Work instructions:
A - From the podcast transcript about the Ketotarian diet below, list the four things Dr. Gundry says the book's plan will do.
B - Extend the podcast transcript about the Ketotarian diet below, continuing after its final line.

(Excerpted passage Opens)

What’s the best diet for fat burning? Well, different doctors believe different things, which is why today we’re exploring how to become a fat burner. We’ll compare Steven Gundry MD’s plant paradox diet with Dr. Will Cole’s Keto Diet variation – “ketotarianism.” Watch, listen, and learn how to become a fat burner once and for all.
Dr. Will Cole:
Buy Ketotarian here –
Dr. Gundry: Well, welcome to The Dr. Gundry Podcast. Today, we’re speaking with Dr. Will Cole, the author of Ketotarian. It’s available for pre-order right now, and it’s gonna be out on August 28th, which is just a couple days. This book covers the mostly plant-based plan to burn fat, boost your energy, crush your cravings, and calm inflammation. Pretty big claims, Dr. Cole. Tell me more about this.
Dr. Will Cole: Yeah. It was really born out of my clinical experience, and seeing patients for the past decade plus, and seeing what works, what doesn’t, and on labs, and how patients feel. And myself, it also was born out of my own wellness journey. I grew up and my parents were into wellness, so in the 80s and 90s, in rural Pennsylvania, I was the kid drinking weird herbs and botanical tonics, and not the most common things you’ll find in the 80s and 90s in Pittsburgh, but that was me.
I grew up into wellness, and then in my late teens, I wanted to … I learned about CAFOs and factory farming, and our food supply, and I did the well-intentioned thing at 18 and 19, and became more plant-based, and a vegan for 10 years. Then my health was declining over that 10 years. I wasn’t feeling good. I had digestive issues. I had fatigue. I wasn’t doing so well, and I had to come to grips with, “Was I eating optimally for my body?” Then that’s also around the time that I found functional medicine. At Southern California University of Health Sciences, I heard of a guy called [inaudible 00:01:56] who you may know. He’s one of the kind of forefathers of functional medicine, still speaks for IFM, and that’s when I kind of learned, “Hey, look. Was I eating optimally for my biochemistry?” That’s when I started shifting to this more ketotarian way of eating, which is why I wrote Ketotarian. It’s this plant-centric ketogenic approach, and it’s the amalgamation of the best of both worlds, and that’s really where Ketotarian was born out of.

(Excerpted passage Closes)
(Material supplied Opens)

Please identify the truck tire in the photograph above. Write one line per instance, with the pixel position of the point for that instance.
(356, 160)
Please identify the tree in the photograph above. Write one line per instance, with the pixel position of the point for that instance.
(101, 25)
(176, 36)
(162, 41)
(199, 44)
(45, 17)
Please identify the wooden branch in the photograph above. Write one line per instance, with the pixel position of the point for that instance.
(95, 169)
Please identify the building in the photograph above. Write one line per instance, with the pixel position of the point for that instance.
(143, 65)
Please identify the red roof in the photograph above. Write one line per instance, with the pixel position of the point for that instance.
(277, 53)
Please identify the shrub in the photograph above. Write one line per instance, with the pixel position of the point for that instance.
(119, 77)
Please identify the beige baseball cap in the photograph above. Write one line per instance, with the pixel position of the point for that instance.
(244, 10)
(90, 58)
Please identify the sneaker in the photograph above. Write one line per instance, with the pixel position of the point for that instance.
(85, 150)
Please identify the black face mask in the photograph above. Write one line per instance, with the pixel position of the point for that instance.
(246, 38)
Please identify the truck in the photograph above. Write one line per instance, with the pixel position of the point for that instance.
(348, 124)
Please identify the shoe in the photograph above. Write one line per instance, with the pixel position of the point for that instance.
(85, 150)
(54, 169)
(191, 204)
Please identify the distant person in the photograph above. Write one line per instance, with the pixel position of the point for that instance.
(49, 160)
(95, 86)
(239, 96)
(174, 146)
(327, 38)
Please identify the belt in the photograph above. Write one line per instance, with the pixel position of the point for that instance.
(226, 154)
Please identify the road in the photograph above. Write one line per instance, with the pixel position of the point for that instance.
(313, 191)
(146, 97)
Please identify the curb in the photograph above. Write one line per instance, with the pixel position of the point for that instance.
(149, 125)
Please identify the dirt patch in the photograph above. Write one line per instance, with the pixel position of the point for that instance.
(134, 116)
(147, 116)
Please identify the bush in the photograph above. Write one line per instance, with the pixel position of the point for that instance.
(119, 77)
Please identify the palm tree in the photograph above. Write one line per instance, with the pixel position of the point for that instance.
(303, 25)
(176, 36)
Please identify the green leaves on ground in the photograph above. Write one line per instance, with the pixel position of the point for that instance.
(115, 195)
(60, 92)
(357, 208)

(Material supplied Closes)

Task answers:
A -
- Burn fat
- Boost your energy
- Crush your cravings
- Calm inflammation

B -
Dr. Gundry: Okay. That actually brings up a lot of great points, because as you know, I was a professor at Loma Linda University for many years, and I was eating mostly a vegetarian diet, and as you talk about in the book, I take care of a lot of vegetarians and vegans, and I call them pasta, and grain, and bread-atarians. They’re not truly what I think you and I would think of as vegetarians. I, myself, now, I call myself a “veg-aquarian,” because I eat primarily vegan during the week, and then I eat primarily shellfish or an occasional wild fish on the weekends. It sounds like, as I’ve read your book, that that’s pretty much what you’re advocating as well. Why do you think that you had kind of lousy health as a vegan? Let’s hear it from your own words.
Dr. Will Cole: Yeah. I definitely depended on carbs to varying degrees just to get through the day, calorically and just energy-wise, and that was the selection of food in the grocery that were available to me, and they’re normally delicious, too, when you’re depending on all the sugar and carbs. Even it was the healthier food option, right? It was the sprouted grains. It was the different varying treats, vegan treats. A lot of it was whole foods, but it came down to legumes and sprouted grains, and lectins, lectins, lectins for breakfast, lunch, and dinner. That worked for a time, and what I kind of see now is certainly I would say it’s better than the standard American diet, but just because something’s better doesn’t make it optimal.